TASK ITEM:
Count how many lines in the data hold "that". Only the number.

GIVEN INFORMATION:
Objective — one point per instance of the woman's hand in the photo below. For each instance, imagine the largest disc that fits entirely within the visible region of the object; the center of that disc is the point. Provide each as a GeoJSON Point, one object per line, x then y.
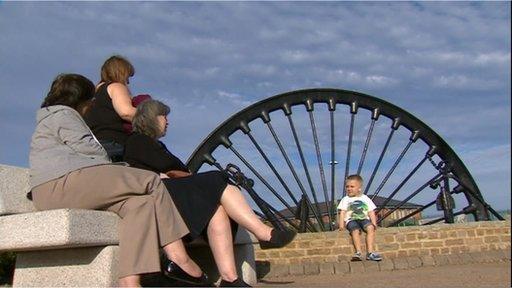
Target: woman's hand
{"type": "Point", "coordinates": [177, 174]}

---

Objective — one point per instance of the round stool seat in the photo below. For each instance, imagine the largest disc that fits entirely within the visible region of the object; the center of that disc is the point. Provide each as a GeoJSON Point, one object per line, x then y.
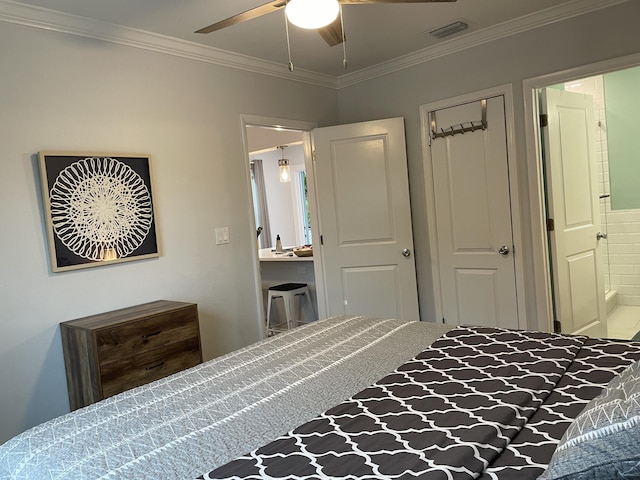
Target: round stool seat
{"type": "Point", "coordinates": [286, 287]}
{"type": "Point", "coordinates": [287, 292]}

SOLUTION TO THIS TASK:
2